BACKGROUND Technical Field
This disclosure relates to a technique for identifying a chord (musical chord) from an audio signal representative of singing sounds and/or musical sounds.
Description of Related Art
There has been conventionally proposed a technique for identifying a chord from an audio signal indicative of a waveform representing a mixed sound of singing sounds and musical sounds. For example, Japanese Patent Application Laid-Open Publication No. 2000-298475 (hereafter, JP 2000-298475) discloses a technique for identifying chords from information of a musical sound waveform. Chords are identified by use of a pattern matching method, which involves comparing frequency spectrum information of chord patterns that are prepared in advance.
Chords used in a piece of music vary depending on an attribute (for example, an attribute related to a genre) of the piece of music. Specifically, depending on an attribute of a piece of music, certain chords are more likely to appear than other chords. In the technique disclosed in JP 2000-298475, an attribute of a piece of music is not taken into account. As a result, the technique suffers from a drawback in that it is not always possible to identify an appropriate chord.
SUMMARY
Accordingly, an object of the present invention is to identify an appropriate chord suited to an attribute of a piece of music.
In one aspect, a chord identification method in accordance with some embodiments may include: selecting from among a plurality of chord identifiers a chord identifier that corresponds to an attribute of a piece of music represented by an audio signal, where the plurality of chord identifiers corresponds to respective ones of a plurality of attributes of pieces of music; and identifying a chord for the audio signal by applying a feature amount of the audio signal to the selected chord identifier.
In another aspect, a chord identification apparatus in accordance with some embodiments may include a processor configured to execute stored instructions to: select from among a plurality of chord identifiers a chord identifier that corresponds to an attribute of a piece of music represented by an audio signal, where the plurality of chord identifiers corresponds to respective ones of a plurality of attributes of pieces of music; and identify a chord for the audio signal by applying a feature amount of the audio signal to the selected chord identifier.
BRIEF DESCRIPTION OF THE DRAWINGS
FIG. 1 is a block diagram illustrating a configuration of a chord identification apparatus according to an embodiment;
FIG. 2 is a block diagram illustrating a functional configuration of the chord identification apparatus;
FIG. 3 is a block diagram illustrating a functional configuration of a machine learning apparatus; and
FIG. 4 is a flowchart illustrating a chord identification process.

____

WHAT THIS TASK INVOLVES
Copy the chord identification text from "Description of Related" to "prepared in advance.", renaming "pattern matching method" as "template matching method". The lines after this point aren't needed.

____

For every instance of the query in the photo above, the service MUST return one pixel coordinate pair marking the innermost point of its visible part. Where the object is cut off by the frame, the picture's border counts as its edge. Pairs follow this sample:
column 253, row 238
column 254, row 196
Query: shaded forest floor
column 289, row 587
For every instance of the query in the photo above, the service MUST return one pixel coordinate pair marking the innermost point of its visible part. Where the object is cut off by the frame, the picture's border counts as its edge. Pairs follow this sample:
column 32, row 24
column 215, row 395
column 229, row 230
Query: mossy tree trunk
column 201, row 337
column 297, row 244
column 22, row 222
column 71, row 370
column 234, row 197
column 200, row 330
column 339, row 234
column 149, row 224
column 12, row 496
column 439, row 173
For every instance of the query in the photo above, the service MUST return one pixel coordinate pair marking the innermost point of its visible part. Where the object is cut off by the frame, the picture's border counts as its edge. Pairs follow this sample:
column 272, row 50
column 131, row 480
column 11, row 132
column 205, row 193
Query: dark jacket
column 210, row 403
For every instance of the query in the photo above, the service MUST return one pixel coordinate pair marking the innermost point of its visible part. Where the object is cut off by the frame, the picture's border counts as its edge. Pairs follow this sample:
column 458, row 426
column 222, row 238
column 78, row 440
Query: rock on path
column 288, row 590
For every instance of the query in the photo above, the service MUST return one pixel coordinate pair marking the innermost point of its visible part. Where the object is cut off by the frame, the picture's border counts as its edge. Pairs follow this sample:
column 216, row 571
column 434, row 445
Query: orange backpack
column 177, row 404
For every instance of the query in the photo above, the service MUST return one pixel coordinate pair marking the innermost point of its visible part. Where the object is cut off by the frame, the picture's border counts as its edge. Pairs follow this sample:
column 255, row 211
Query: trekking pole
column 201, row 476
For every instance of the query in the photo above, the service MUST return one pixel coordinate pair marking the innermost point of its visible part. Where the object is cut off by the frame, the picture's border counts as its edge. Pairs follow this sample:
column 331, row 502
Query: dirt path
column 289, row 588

____

TASK OUTPUT
Description of Related Art
There has been conventionally proposed a technique for identifying a chord from an audio signal indicative of a waveform representing a mixed sound of singing sounds and musical sounds. For example, Japanese Patent Application Laid-Open Publication No. 2000-298475 (hereafter, JP 2000-298475) discloses a technique for identifying chords from information of a musical sound waveform. Chords are identified by use of a template matching method, which involves comparing frequency spectrum information of chord patterns that are prepared in advance.